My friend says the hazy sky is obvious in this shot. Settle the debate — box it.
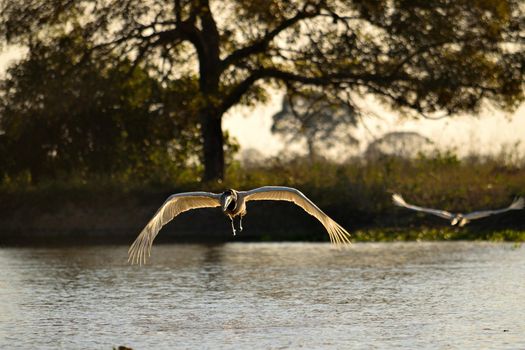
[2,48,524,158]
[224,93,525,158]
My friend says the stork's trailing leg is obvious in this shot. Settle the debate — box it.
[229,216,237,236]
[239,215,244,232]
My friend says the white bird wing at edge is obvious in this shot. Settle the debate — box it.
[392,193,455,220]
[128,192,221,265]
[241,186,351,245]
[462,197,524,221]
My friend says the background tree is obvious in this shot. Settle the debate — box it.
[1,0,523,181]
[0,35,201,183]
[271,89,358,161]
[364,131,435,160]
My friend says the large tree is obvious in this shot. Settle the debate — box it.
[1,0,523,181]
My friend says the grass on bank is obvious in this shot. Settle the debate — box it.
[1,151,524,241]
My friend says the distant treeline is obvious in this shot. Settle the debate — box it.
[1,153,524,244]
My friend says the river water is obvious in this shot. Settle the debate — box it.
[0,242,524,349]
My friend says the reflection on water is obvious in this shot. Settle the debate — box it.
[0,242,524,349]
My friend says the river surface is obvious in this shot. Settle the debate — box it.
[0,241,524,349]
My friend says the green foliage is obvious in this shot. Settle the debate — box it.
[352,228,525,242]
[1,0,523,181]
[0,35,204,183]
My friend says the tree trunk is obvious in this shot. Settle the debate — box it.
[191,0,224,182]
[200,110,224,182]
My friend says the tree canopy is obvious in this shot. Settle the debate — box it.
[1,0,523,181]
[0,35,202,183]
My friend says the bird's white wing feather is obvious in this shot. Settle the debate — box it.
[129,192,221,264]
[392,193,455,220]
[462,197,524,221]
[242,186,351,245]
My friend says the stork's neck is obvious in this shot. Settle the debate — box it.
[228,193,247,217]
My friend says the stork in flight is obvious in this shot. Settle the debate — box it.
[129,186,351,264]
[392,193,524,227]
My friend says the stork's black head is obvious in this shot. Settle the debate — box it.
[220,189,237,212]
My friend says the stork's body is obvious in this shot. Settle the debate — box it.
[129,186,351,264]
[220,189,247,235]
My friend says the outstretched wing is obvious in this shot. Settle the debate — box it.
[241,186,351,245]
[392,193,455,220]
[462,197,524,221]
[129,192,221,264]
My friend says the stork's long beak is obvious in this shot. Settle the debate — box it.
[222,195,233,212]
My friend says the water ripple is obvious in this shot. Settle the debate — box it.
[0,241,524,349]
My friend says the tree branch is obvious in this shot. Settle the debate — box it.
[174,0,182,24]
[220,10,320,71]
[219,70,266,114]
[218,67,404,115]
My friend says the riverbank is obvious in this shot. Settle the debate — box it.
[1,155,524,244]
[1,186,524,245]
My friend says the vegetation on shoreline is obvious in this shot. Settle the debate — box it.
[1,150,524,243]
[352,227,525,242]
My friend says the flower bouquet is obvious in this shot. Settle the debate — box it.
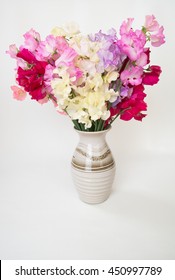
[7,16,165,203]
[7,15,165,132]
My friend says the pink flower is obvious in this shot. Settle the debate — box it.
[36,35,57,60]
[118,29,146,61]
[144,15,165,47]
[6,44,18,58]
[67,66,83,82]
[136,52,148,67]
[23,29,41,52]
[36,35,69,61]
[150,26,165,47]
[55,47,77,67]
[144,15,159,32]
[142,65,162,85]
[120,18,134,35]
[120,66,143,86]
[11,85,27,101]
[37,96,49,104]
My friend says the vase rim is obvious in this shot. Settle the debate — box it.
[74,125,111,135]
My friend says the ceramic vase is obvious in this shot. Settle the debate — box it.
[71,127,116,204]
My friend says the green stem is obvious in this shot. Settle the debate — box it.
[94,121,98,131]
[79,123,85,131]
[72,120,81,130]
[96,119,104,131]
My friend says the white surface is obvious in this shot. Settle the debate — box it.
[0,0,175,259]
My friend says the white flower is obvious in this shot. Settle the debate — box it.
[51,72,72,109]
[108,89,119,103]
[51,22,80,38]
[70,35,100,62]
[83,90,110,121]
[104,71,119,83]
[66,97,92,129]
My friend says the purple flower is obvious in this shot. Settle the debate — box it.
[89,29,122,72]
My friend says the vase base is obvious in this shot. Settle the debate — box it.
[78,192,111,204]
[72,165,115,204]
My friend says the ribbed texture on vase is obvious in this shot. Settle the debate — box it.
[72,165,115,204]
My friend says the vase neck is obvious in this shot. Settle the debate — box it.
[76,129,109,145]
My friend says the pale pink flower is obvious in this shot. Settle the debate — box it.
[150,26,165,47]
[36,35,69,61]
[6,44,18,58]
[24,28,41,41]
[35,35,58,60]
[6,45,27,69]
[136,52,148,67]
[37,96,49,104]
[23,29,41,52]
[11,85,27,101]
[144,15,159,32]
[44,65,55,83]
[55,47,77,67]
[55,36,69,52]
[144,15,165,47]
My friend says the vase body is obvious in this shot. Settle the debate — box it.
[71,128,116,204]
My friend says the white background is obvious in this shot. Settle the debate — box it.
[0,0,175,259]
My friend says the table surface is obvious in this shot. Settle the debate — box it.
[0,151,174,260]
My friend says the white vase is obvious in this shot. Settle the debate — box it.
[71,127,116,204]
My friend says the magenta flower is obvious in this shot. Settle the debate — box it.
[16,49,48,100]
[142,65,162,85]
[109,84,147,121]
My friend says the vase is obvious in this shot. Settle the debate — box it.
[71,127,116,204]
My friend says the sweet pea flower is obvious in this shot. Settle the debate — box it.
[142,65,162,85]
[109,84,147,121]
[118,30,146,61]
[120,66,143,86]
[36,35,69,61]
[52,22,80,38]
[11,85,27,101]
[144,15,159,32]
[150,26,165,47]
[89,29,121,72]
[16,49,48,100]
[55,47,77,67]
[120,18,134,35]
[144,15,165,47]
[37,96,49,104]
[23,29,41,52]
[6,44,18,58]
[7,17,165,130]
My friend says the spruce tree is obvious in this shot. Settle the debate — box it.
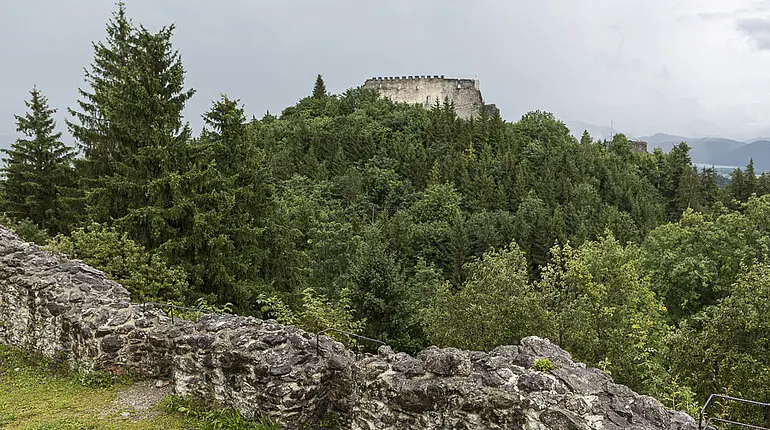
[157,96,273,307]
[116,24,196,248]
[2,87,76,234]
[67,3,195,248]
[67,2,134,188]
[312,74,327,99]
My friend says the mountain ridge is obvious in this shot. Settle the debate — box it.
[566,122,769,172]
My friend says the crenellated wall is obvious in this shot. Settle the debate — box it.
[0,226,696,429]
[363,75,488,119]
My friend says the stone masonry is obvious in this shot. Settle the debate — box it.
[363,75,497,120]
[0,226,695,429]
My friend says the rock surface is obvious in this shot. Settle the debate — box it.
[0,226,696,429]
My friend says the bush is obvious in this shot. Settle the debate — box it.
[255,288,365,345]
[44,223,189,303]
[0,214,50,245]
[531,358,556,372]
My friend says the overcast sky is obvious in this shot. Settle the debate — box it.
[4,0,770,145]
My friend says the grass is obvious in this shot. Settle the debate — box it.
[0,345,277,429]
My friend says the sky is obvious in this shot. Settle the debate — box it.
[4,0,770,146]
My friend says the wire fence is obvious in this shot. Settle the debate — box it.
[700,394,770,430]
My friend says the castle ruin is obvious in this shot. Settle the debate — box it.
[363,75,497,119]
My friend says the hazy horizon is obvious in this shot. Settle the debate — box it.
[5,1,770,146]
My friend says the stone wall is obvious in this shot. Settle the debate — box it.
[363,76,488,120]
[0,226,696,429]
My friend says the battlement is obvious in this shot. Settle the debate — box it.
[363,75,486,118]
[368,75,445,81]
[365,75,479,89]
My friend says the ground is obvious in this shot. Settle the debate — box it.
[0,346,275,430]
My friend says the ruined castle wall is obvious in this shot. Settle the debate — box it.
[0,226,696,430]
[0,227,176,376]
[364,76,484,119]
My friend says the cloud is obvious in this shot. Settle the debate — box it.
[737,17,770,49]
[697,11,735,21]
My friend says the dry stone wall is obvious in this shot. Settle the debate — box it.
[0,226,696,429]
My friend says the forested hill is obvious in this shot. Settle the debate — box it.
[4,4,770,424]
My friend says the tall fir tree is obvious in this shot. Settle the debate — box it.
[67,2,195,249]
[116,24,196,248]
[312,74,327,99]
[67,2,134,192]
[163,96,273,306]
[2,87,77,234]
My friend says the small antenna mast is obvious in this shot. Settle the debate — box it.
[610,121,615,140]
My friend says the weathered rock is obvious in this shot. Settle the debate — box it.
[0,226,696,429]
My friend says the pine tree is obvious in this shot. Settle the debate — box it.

• _WHAT IS REQUIRED_
Each line from the one containing "My friend says the bush" to the last line above must be returned exactly, and no line outside that range.

• _YOUR RESPONSE_
My friend says the bush is obvious in this shot. Settle the debate — box it.
[255,288,365,345]
[44,223,189,303]
[0,214,50,245]
[531,358,556,372]
My friend says the overcast sky is obvious in this shot. Settle the debate — box it.
[4,0,770,145]
My friend says the grass is obvious in this shot. Settle the debate — box it.
[0,345,277,429]
My friend says the sky is obvious in this shot. Settle the debate — box it.
[4,0,770,146]
My friend says the wire fence is obvious in this shot. Settle the debate — box it.
[700,394,770,430]
My friend says the castle ruin is obvious in this shot. Settle the debate — box it.
[363,75,497,119]
My friend says the hazy horizon is obvious in this shot. Settle the debate — box it.
[5,1,770,146]
My friend says the stone wall is obvious in this shot. Settle the debate — box it.
[363,76,488,120]
[0,226,696,429]
My friend says the battlement is obvious in this shot. Settle the debate — box it.
[363,75,486,118]
[368,75,445,81]
[365,75,479,89]
My friend says the ground is obvious in this shot. Settle the debate — box it.
[0,346,275,430]
My friend says the ruined castle wall is obvious in this shot. Settle the debate — box it.
[0,226,696,430]
[0,227,176,376]
[364,76,484,119]
My friend says the cloud is obvious in this shot. Settle the debate — box it.
[737,17,770,49]
[697,11,735,21]
My friend says the dry stone wall is obvious in this shot. Settle the debate — box it.
[0,226,696,429]
My friend says the forested hill is obvious in this shot. Settle the debate — box it.
[4,4,770,424]
My friend says the tall fir tree is obvious in this shot. Settle the debate — box it.
[67,2,195,249]
[116,24,196,248]
[312,74,327,99]
[67,2,134,192]
[163,96,273,306]
[2,87,77,234]
My friend says the small antenna mast is obvious in this shot. Settle the debate — box it.
[610,121,615,140]
My friend says the weathered rock is obvious in this shot. Settle the debate — box it.
[0,226,696,429]
My friend says the pine tree is obvious in this shot. Settle the debate — box it.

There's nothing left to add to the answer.